Roman
sépulcral et désespéré, Lauve le pur
est une véritable plongée dans le ventre noir et gargouillant de la Capitale –
et tout autant dans les entrailles malmenées de Lauve, cet homme perdu qui marche
dans Paris sans compagnons, couvert de ses propres excréments : de cela
qu’il n’a pu retenir et qui, dans le métro où cet improbable hommage fut rendu
à ses semblables, le désigne à être un paria de plus, exilé dans le fruit puant
de ses intestins : faible îlot de chair dérivant au cœur de cette nuit
parisienne dont les néons criards rappellent à s'y méprendre le fard dégoulinant
des vieilles putes sans âge.
Dans
les villes, la nuit n'existe plus, elle a été mise à l'index par tous les
inquisiteurs de “l’immédiat”, de “l’actuel” : fantômes d’individus qui
défendent à cor et à cri le faux, le creux, le toc, les lumières artificielles.
Dans ce désert des âmes, Lauve ira seul au plus loin de ses propres ténèbres,
éclairé par quelques réverbères qui promènent sur le bitume leur pâle halo de
cendres.
Richard
Millet nous parle des humbles avec ce qu'il y faut de douceur et de franche
rudesse, se faisant le loyal scribe de tous ces êtres que la vie moderne a
mutilés par le langage mort qui règne à présent sur toutes choses, dans le vide
croissant qui se repaît de chacun ainsi qu'une araignée de mouches ; au
cœur enfin de cette prodigieuse bassesse qui proclame tranquillement la haine de
toute grandeur.
Cette
société n'oblige pas seulement les anciens paysans à “vendre les prés” ainsi
que le chante Jean-Louis Murat, mais elle incite tout autant à vendre son âme
au veau d'or du médiocre et de la saleté (celle-là même que l’on cache
honteusement derrière les cache-misères que sont les réclames publicitaires).

• _Exercice a_:
Répétez mot pour mot le passage des entrées qui va de la ligne contenant « Return the mask of every instance of the bright » jusqu'à celle contenant « 417 168 L 407 », ces deux lignes comprises.

• _Données extraites_:
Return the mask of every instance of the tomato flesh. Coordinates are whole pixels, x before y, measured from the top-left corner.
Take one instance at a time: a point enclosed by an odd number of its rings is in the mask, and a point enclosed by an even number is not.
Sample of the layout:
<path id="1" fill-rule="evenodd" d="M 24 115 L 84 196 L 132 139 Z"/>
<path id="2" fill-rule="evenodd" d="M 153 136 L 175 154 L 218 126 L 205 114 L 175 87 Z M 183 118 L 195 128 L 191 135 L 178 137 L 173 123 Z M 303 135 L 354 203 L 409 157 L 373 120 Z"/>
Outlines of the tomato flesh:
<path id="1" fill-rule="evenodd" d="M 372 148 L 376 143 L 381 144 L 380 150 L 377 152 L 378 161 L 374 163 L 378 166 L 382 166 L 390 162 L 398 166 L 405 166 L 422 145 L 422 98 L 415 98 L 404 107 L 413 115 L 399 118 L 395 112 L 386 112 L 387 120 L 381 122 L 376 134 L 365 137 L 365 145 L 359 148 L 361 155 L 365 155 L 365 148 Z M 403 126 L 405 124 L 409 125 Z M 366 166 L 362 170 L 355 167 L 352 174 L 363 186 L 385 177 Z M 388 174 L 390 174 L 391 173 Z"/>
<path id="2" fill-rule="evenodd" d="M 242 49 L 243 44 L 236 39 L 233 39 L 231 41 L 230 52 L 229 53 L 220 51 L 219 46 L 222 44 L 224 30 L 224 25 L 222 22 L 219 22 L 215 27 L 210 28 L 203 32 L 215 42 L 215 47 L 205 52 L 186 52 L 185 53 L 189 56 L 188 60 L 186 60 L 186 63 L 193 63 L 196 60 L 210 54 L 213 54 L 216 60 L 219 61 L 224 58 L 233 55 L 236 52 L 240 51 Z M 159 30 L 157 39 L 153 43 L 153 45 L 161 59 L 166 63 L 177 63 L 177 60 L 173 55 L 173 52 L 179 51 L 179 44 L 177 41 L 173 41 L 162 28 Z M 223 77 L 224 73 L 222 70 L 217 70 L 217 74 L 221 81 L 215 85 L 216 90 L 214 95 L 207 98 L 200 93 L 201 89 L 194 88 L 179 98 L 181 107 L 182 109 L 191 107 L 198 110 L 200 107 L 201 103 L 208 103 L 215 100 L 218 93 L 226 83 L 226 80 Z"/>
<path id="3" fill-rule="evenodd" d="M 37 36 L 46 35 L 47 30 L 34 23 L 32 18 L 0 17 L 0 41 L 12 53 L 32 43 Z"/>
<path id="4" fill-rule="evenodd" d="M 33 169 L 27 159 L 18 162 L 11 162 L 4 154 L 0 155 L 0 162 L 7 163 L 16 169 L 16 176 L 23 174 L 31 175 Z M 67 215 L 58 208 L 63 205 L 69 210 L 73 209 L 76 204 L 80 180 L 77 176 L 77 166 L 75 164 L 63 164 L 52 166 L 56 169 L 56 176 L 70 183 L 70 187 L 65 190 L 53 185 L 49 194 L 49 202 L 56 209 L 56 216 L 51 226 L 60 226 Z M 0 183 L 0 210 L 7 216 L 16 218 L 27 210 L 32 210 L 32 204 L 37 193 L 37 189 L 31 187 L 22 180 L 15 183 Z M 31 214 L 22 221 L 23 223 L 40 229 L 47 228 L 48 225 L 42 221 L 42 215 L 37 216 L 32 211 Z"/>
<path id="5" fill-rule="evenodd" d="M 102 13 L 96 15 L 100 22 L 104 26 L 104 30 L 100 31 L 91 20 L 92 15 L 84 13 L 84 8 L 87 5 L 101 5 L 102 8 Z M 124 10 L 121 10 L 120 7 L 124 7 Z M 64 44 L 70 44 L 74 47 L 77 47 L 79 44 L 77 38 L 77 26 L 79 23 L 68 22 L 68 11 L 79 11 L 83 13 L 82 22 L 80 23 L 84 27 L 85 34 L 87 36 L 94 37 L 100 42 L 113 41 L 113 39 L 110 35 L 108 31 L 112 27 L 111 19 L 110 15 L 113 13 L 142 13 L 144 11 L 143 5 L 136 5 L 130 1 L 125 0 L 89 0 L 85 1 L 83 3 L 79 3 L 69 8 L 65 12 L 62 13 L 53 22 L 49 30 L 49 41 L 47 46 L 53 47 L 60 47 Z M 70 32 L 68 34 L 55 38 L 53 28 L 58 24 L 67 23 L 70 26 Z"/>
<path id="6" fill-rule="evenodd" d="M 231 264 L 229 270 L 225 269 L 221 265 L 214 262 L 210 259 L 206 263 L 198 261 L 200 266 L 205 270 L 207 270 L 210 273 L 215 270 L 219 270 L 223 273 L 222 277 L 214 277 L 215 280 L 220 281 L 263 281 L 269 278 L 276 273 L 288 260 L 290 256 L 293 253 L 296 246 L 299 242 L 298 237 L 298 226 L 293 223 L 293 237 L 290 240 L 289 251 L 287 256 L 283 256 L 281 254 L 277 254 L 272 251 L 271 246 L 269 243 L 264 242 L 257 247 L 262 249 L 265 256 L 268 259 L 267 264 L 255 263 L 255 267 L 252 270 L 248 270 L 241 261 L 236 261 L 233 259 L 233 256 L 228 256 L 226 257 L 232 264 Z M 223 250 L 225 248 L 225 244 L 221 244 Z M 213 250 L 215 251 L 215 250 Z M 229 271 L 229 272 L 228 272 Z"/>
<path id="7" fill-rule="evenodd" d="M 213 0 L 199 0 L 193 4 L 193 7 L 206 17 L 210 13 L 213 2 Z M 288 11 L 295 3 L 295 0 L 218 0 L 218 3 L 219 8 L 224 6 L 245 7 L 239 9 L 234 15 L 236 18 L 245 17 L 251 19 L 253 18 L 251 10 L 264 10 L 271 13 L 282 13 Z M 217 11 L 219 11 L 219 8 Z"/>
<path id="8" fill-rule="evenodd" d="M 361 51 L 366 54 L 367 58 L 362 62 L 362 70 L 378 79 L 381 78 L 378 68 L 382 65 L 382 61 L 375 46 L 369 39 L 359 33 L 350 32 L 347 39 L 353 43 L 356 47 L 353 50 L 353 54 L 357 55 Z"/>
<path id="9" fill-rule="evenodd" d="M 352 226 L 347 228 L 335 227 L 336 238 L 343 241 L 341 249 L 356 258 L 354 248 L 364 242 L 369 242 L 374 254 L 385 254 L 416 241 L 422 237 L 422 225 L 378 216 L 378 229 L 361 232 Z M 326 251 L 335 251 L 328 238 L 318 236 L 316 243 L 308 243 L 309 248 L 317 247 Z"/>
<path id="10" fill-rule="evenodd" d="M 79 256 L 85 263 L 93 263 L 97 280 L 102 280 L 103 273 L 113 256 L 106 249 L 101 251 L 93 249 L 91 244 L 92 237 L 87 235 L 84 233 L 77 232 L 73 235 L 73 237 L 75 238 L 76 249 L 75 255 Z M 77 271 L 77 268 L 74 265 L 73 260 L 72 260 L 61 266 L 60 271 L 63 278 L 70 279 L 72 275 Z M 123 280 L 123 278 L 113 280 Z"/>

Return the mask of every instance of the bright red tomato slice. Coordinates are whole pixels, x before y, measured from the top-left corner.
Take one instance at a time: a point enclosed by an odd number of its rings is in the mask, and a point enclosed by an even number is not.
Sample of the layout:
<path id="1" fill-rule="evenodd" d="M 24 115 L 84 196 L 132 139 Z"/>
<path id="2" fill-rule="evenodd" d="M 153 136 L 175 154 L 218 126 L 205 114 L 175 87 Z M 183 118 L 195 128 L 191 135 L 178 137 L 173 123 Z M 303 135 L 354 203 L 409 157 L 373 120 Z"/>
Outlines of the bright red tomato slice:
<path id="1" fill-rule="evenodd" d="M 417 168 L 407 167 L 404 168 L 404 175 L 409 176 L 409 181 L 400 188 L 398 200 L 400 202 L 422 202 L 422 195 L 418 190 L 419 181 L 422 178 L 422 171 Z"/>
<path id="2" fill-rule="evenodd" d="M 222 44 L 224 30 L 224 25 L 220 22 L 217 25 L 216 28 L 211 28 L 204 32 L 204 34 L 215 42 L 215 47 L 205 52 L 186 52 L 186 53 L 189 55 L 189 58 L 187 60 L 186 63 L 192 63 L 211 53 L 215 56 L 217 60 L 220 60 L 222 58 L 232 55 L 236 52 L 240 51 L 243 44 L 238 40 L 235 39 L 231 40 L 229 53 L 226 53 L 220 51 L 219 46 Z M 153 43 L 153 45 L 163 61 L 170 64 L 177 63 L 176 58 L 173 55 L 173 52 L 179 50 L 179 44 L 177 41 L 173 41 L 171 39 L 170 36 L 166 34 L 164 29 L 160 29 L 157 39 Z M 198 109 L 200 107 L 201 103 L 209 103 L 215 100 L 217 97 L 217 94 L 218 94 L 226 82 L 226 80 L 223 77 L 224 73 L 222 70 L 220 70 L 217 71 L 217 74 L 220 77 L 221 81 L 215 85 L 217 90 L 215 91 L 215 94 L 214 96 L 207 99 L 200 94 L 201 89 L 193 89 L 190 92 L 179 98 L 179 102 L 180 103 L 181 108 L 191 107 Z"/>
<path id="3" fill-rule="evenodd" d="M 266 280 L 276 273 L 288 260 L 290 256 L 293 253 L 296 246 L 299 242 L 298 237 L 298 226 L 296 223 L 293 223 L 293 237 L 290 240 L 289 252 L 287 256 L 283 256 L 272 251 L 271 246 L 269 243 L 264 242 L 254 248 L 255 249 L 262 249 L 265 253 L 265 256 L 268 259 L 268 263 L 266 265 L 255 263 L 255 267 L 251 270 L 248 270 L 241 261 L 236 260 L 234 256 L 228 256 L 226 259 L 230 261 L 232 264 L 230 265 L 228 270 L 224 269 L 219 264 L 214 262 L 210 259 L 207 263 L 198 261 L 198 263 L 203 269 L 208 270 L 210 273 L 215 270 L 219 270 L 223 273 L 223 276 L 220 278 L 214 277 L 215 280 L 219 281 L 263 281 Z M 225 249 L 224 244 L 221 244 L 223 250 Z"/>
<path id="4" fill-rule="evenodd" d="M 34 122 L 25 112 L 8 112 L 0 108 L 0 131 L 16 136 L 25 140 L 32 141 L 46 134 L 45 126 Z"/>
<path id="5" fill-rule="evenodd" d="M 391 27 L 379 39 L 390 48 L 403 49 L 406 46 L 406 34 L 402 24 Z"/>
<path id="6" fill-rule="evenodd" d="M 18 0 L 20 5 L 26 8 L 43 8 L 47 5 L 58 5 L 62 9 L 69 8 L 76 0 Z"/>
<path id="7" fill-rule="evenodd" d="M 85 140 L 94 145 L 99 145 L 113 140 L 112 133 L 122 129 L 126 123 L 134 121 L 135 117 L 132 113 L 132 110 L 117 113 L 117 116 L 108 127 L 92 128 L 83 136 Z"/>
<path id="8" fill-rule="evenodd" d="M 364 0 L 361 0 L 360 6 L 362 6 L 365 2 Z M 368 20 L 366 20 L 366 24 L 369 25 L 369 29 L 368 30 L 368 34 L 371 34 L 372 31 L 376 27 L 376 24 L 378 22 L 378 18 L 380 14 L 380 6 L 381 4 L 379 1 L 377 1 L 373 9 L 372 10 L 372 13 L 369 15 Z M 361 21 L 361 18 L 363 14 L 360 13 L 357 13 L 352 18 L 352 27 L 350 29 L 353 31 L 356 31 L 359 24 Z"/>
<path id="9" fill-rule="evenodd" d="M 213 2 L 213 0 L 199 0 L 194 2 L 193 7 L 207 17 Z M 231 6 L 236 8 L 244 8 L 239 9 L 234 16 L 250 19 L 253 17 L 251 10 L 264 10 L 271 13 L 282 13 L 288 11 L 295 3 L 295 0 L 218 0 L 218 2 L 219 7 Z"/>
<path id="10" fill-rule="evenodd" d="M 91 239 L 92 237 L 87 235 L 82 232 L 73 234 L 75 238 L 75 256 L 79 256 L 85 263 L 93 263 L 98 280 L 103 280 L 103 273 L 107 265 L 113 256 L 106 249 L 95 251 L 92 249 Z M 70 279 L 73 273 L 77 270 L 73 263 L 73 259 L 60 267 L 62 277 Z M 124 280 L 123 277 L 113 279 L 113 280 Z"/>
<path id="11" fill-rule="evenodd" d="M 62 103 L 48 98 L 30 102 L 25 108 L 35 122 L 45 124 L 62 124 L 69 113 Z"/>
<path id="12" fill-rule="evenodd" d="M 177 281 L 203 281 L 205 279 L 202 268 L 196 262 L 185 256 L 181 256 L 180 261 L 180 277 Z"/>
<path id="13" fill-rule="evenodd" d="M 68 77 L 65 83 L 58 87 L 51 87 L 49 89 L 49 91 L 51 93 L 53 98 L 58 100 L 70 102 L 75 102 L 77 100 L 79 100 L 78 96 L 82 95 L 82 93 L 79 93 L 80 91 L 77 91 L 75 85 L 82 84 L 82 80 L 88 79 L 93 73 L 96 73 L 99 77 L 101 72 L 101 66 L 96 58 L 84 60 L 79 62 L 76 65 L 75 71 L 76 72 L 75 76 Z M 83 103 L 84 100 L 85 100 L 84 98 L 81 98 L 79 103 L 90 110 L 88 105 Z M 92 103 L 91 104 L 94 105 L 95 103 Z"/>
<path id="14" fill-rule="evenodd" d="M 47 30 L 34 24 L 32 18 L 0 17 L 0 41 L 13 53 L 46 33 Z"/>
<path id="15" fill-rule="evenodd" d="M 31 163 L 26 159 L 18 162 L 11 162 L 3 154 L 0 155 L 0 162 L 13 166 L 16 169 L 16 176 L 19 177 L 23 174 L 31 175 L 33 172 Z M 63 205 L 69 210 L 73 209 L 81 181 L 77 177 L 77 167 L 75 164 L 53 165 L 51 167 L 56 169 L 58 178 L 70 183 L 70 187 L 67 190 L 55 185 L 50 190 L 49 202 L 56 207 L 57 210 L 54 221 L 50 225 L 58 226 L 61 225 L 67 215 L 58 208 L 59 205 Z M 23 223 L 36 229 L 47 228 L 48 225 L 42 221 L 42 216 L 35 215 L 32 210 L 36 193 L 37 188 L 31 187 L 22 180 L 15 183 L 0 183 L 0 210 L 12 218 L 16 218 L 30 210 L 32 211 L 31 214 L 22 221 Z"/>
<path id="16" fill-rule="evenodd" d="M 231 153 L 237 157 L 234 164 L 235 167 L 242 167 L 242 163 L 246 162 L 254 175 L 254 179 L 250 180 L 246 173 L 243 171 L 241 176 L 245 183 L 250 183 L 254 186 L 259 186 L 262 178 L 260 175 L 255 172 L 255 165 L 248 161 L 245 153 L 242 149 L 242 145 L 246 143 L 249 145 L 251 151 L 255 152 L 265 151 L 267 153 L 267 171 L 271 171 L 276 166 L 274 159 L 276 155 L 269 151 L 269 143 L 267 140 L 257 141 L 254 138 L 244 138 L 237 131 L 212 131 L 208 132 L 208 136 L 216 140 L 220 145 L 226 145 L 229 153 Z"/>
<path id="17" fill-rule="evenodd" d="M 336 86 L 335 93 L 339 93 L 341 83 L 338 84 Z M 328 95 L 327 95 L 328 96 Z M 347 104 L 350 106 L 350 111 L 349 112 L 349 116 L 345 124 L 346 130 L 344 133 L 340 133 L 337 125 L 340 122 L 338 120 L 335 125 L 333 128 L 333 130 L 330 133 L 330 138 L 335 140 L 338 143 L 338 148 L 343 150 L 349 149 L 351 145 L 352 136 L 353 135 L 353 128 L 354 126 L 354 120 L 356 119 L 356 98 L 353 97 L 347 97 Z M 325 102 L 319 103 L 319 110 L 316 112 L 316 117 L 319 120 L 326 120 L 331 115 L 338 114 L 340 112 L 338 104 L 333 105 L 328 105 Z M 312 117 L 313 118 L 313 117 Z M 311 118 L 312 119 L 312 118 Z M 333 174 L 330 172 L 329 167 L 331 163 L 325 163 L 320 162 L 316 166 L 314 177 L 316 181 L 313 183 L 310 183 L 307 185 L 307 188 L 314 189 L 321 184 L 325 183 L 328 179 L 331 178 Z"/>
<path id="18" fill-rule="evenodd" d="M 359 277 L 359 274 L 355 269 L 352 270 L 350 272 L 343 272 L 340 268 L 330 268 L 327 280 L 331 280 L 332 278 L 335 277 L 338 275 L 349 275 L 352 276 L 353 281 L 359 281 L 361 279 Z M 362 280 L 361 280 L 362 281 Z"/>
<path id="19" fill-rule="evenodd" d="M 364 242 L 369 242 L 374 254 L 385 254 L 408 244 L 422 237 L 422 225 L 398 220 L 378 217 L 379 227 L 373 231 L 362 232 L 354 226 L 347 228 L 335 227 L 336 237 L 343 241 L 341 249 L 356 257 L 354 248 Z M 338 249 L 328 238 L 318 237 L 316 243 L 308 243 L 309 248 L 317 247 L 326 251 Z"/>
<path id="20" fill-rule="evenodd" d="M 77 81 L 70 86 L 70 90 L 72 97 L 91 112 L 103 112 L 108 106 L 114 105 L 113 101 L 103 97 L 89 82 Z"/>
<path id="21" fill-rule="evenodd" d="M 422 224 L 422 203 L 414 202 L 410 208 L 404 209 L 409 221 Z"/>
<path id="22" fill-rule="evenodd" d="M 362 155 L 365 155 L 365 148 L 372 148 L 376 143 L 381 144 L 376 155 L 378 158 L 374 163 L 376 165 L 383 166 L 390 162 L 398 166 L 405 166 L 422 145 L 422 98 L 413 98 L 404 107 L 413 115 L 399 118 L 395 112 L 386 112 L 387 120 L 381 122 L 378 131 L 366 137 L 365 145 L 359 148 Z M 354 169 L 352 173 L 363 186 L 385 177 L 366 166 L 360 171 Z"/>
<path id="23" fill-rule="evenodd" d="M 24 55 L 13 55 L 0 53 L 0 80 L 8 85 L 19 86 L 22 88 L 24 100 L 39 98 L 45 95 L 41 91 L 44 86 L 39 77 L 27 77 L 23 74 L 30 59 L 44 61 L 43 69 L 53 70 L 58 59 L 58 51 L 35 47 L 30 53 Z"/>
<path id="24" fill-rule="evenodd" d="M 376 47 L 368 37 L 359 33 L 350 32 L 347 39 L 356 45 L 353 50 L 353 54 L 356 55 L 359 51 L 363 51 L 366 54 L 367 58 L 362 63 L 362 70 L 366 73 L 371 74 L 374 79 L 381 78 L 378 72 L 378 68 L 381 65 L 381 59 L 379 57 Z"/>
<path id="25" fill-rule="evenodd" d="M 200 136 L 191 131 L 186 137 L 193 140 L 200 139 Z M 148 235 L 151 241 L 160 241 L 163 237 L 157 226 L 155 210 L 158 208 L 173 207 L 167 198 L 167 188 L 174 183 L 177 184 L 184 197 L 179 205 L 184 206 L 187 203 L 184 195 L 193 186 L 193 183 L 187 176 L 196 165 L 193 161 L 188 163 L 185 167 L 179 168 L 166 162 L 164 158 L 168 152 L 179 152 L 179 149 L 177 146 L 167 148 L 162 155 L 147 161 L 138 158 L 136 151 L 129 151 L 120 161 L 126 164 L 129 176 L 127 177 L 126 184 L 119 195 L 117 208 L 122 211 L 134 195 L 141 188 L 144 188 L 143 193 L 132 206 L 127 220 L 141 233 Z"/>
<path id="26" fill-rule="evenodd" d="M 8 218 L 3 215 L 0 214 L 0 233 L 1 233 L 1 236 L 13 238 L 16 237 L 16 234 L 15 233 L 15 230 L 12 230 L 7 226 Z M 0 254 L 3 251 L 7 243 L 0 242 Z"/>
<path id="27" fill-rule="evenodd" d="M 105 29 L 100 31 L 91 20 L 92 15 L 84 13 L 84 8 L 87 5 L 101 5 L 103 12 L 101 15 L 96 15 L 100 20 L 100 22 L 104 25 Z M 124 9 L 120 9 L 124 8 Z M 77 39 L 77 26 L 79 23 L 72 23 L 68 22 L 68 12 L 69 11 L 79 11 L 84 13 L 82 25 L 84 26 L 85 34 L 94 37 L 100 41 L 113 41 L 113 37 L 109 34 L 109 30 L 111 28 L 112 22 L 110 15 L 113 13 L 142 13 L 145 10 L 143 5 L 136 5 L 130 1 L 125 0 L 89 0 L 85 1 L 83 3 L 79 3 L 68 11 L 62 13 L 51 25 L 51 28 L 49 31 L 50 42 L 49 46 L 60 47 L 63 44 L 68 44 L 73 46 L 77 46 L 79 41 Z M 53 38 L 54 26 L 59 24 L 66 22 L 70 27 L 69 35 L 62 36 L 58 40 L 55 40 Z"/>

• _Exercice b_:
Dupliquez intégralement la critique de Lauve le pur, sans y changer un seul caractère.

• _Résultat attendu a_:
Return the mask of every instance of the bright red tomato slice. Coordinates are whole pixels, x before y, measured from the top-left corner.
Take one instance at a time: a point enclosed by an odd number of its rings is in the mask, and a point enclosed by an even number is not.
Sample of the layout:
<path id="1" fill-rule="evenodd" d="M 24 115 L 84 196 L 132 139 Z"/>
<path id="2" fill-rule="evenodd" d="M 153 136 L 175 154 L 218 126 L 205 114 L 175 87 Z M 183 118 L 195 128 L 191 135 L 178 137 L 173 123 Z M 303 135 L 354 203 L 409 157 L 373 120 Z"/>
Outlines of the bright red tomato slice:
<path id="1" fill-rule="evenodd" d="M 417 168 L 407 167 L 404 168 L 404 175 L 409 176 L 409 181 L 400 188 L 398 200 L 400 202 L 422 202 L 422 195 L 418 190 L 419 181 L 422 178 L 422 171 Z"/>

• _Résultat attendu b_:
Roman
sépulcral et désespéré, Lauve le pur
est une véritable plongée dans le ventre noir et gargouillant de la Capitale –
et tout autant dans les entrailles malmenées de Lauve, cet homme perdu qui marche
dans Paris sans compagnons, couvert de ses propres excréments : de cela
qu’il n’a pu retenir et qui, dans le métro où cet improbable hommage fut rendu
à ses semblables, le désigne à être un paria de plus, exilé dans le fruit puant
de ses intestins : faible îlot de chair dérivant au cœur de cette nuit
parisienne dont les néons criards rappellent à s'y méprendre le fard dégoulinant
des vieilles putes sans âge.
Dans
les villes, la nuit n'existe plus, elle a été mise à l'index par tous les
inquisiteurs de “l’immédiat”, de “l’actuel” : fantômes d’individus qui
défendent à cor et à cri le faux, le creux, le toc, les lumières artificielles.
Dans ce désert des âmes, Lauve ira seul au plus loin de ses propres ténèbres,
éclairé par quelques réverbères qui promènent sur le bitume leur pâle halo de
cendres.
Richard
Millet nous parle des humbles avec ce qu'il y faut de douceur et de franche
rudesse, se faisant le loyal scribe de tous ces êtres que la vie moderne a
mutilés par le langage mort qui règne à présent sur toutes choses, dans le vide
croissant qui se repaît de chacun ainsi qu'une araignée de mouches ; au
cœur enfin de cette prodigieuse bassesse qui proclame tranquillement la haine de
toute grandeur.
Cette
société n'oblige pas seulement les anciens paysans à “vendre les prés” ainsi
que le chante Jean-Louis Murat, mais elle incite tout autant à vendre son âme
au veau d'or du médiocre et de la saleté (celle-là même que l’on cache
honteusement derrière les cache-misères que sont les réclames publicitaires).